• **LISTED RECORDS**:

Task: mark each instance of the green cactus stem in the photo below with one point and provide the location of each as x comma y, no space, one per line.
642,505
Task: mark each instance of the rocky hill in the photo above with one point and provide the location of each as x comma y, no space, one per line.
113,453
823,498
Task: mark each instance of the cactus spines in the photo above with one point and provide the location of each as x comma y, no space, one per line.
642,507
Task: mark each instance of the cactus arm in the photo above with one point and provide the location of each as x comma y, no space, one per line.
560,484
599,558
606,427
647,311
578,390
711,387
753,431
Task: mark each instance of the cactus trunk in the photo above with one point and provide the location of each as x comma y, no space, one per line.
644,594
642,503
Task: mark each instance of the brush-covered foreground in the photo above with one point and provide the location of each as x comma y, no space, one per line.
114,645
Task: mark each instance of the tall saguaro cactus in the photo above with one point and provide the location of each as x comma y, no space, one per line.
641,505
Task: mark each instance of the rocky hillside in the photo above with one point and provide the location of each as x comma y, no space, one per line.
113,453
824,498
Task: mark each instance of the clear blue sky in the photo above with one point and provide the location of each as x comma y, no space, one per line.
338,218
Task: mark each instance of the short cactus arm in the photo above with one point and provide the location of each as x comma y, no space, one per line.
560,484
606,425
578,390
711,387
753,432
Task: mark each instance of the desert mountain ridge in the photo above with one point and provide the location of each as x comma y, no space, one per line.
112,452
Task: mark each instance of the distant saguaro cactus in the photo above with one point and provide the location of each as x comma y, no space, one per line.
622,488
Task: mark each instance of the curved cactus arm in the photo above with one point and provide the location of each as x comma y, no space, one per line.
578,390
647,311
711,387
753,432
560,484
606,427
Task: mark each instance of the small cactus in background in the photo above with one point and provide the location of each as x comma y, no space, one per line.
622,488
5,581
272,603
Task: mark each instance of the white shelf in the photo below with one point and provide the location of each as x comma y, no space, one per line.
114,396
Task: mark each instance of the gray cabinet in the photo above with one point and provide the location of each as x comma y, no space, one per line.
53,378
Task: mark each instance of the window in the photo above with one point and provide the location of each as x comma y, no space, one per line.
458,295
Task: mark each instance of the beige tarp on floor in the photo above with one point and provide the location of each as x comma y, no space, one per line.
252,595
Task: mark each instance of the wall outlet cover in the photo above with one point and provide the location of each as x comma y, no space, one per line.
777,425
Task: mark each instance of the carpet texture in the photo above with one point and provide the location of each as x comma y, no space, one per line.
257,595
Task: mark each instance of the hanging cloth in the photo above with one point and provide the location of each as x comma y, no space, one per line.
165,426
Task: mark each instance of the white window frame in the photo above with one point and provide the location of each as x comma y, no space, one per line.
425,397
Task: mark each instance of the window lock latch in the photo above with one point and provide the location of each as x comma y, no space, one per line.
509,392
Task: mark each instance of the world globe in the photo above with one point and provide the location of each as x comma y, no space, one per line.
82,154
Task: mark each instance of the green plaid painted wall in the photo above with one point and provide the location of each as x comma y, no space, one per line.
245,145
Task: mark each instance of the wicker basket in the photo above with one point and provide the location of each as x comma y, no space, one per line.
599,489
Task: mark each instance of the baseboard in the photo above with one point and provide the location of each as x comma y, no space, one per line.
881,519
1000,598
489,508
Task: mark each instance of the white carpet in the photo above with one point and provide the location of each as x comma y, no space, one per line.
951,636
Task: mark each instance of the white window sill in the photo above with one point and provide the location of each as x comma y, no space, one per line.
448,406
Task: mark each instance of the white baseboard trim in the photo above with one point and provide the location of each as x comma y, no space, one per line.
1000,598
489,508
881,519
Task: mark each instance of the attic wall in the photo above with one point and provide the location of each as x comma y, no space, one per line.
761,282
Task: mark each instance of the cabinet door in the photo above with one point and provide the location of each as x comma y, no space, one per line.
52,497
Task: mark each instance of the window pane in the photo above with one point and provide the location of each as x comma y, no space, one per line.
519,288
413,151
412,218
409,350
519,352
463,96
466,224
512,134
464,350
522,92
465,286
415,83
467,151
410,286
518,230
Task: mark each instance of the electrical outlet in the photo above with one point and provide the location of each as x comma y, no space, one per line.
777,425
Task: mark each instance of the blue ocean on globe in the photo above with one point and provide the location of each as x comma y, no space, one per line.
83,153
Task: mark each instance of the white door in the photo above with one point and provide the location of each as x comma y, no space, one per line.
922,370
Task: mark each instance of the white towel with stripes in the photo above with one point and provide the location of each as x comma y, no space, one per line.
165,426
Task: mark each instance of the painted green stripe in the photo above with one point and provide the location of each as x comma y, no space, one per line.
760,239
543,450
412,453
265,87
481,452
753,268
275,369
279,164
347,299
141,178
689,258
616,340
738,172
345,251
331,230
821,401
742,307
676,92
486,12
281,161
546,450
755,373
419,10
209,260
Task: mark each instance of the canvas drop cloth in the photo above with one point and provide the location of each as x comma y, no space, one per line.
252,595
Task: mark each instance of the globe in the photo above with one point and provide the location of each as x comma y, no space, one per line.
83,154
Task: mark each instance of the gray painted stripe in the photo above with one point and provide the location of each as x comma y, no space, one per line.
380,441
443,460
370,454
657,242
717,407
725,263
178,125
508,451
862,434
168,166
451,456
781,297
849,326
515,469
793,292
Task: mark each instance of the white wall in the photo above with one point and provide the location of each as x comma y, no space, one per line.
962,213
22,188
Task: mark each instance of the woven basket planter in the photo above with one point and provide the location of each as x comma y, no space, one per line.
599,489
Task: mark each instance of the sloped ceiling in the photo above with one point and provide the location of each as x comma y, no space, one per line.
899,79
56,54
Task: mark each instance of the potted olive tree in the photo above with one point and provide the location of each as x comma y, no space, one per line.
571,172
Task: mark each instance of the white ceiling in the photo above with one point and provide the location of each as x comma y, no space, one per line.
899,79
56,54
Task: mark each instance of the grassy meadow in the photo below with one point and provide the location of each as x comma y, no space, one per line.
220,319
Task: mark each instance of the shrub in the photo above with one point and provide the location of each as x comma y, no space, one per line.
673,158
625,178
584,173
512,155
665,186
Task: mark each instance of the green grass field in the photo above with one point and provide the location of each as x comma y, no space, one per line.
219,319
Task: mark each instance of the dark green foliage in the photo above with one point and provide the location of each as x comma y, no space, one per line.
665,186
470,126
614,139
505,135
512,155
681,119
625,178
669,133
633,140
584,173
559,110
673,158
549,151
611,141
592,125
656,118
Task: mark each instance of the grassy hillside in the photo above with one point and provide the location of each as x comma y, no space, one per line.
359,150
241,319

• **STATED PROBLEM**: Repeat each record in full; every line must match exactly.

• **EXERCISE OUTPUT**:
Task: mark each instance of the green cactus stem in the photo below with one point and provide the location of each as x comma y, no space, one per line.
642,505
Task: mark each instance of the rocky hill in the photo above with one point and provide the location of each as x comma y, no space, one per line.
113,453
823,498
Task: mark each instance of the cactus spines in the photo above with one point and provide the location of each as x comma y, no space, one per line.
642,507
Task: mark each instance of the cactus arm in the photo above with one point and provide the location of each as x comma y, no space, one per line.
560,484
599,558
606,427
647,311
578,390
711,387
753,431
Task: mark each instance of the cactus trunk in the photo above with one point and provide the location of each as x comma y, no space, one per line.
644,594
642,503
Task: mark each instance of the brush-covered foreground in the photo above with one point and provide the location of each as x comma y, no space, one per line.
114,645
Task: mark each instance of the tall saguaro cactus in the photo above with one point and provide the location of each as x comma y, no space, one per line.
641,505
Task: mark each instance of the rocky hillside in the photo above with one point and provide the location of each as x comma y, no space, one per line.
113,453
824,498
Task: mark each instance of the clear blue sky in the photo above with one point and provide the location of each as x comma y, no space, one per line.
338,218
Task: mark each instance of the short cactus arm in the photo above with one point and provide the location of each as x comma y, no space, one per line.
560,484
606,425
578,390
711,387
753,432
Task: mark each instance of the desert mountain ridge in the photo above with one point and provide the location of each as x comma y, no space, one per line.
112,452
Task: mark each instance of the distant saguaro cactus in the photo above with one point and provide the location of each as x comma y, no space, one per line.
622,488
Task: mark each instance of the curved cactus arm in the photo above with one point and provide the location of each as x comma y, no space, one per line.
578,390
647,311
711,387
753,432
560,484
606,427
Task: mark each instance of the small cactus in background in the photo above with one point and provide the location of each as x comma y, no space, one per line.
622,488
5,581
272,603
Task: mark each instance of the white shelf in the photo below with one point and provide the location of each as x comma y, no space, one per line.
114,396
Task: mark each instance of the gray cabinet in the photo above with one point and provide the location of each as x comma y, no space, one per line.
53,378
Task: mark each instance of the window in the photo above with one point and provide the location of each as x comma y, no space, one per line.
458,295
Task: mark each instance of the beige tarp on floor in the photo above with one point and provide the location of each as x comma y, no space, one per line.
252,595
Task: mark each instance of the wall outlet cover in the photo above with one point and provide the location of each as x comma y, no space, one per line.
777,425
Task: mark each instance of the carpet texture in the photo above with one point and provide the location of each as x comma y, no space, one per line.
257,595
Task: mark each instance of the hanging cloth in the photo above with one point and provide the location of each as x comma y, no space, one per line.
165,426
Task: mark each instance of the white window frame in the photo above with one point and provide the location of each as x comma y, no space, one per line.
425,397
Task: mark each instance of the window lock latch in the photo above with one point and provide the location of each as x comma y, no space, one per line.
509,392
Task: mark each instance of the world globe in the photo above with one point and provide the location of each as x comma y, no space, one per line.
82,154
Task: mark each instance of the green plaid painted wall in the photo above with one point and provide the location of each as x comma y, no space, one per line.
245,145
Task: mark each instance of the wicker basket in the photo above with one point and provide the location of each as x comma y, no space, one per line.
599,489
Task: mark each instance of the baseboard in the photo above with one point and provide the location of each as x comma y, no space, one per line.
881,519
1000,598
489,508
Task: mark each instance of the white carpet in the photo above with one point and provide the location of each as x comma y, no space, one per line.
951,636
Task: mark each instance of the white window sill in the photo above with one point and provide the location of each as x comma y, no space, one per line.
448,406
Task: mark each instance of the white baseboard trim in the photo above with one point and provide the location of each as x comma y, no space, one per line.
1000,598
489,508
881,519
Task: mark each instance of the attic wall in the photo above with one point and provide the location of each as x comma y, no space, one per line.
761,282
Task: mark each instance of the cabinet door in the photo above with one point and provide the location of each as x comma y, no space, one per line.
52,497
Task: mark each instance of the window pane in the photo above with one point and provide the location of each as x comma y, no space, one per line.
519,288
413,151
412,218
409,350
519,352
463,96
466,224
512,134
464,350
522,92
465,286
415,83
467,151
410,286
518,230
Task: mark each instance of the electrical outlet in the photo above with one point and provide the location of each as x comma y, no space, one per line.
777,425
Task: mark each instance of the blue ocean on globe in the photo above with one point and provide the location of each as x comma y, no space, one per line.
83,153
Task: mark each instance of the white door in the photo above with one point and provide the location of each as x comma y, no space, one per line.
922,370
Task: mark each instance of the white towel with stripes in the photo above with one point and provide the location of each as x comma y, no space, one per line.
165,426
Task: mark each instance of the painted green stripe in the photo above with one point and provide the location of each as x comma y, no space, one per line.
760,239
543,450
412,453
265,87
481,452
753,268
275,369
279,164
347,299
141,178
689,258
616,340
738,172
345,251
331,230
821,401
742,307
676,92
486,12
281,161
546,450
755,373
419,10
209,260
Task: mark each instance of the canvas drop cloth in the photo above with one point and provide the location of each as x comma y, no space, one per line.
252,595
Task: mark each instance of the globe in the photo above with one point and provide the location of each as x comma y, no space, one per line.
83,154
Task: mark each instance of the gray painted stripe in the photo above with one point and provide the location of each as x comma y, no space, one per line.
380,441
443,460
370,454
657,242
717,407
725,263
178,125
508,451
862,434
168,166
451,456
781,297
849,326
515,469
793,292
Task: mark each instance of the white wall in the photo above with one point and provide the location of each as x comma y, no space, one per line.
962,213
22,188
Task: mark each instance of the woven basket planter in the photo above with one point and provide the location of each as x comma y, no space, one per line.
599,489
Task: mark each instance of the sloped ceiling in the photo above with one point and provide the location of each as x comma y, no space, one per line.
899,79
56,54
Task: mark each instance of the potted olive tree in the photo above with one point and provide the location of each as x comma y, no space, one per line.
571,172
Task: mark each instance of the white ceiling in the photo above with one point and provide the location of each as x comma y, no space, one per line.
899,79
56,54
Task: mark each instance of the grassy meadow in the photo below with one point and provide the location of each as x comma y, no space, one per line.
220,319
Task: mark each instance of the shrub in the photo above with one point and provide the location of each as x comma y, no space, one per line.
673,158
625,178
584,173
512,155
665,186
Task: mark each instance of the green grass field in the photo above with one point and provide the location of each as x comma y, no space, one per line.
219,319
Task: mark each instance of the dark green foliage in the photo above with one point and provide the location of each as x comma y, no space, one per line.
665,186
470,126
614,139
505,135
512,155
681,119
625,178
669,133
633,140
584,173
559,110
673,158
549,151
611,141
592,125
656,118
Task: mark each instance of the grassy hillside in the photo above with one point and provide the location of each as x comma y, no space, one per line.
359,150
241,319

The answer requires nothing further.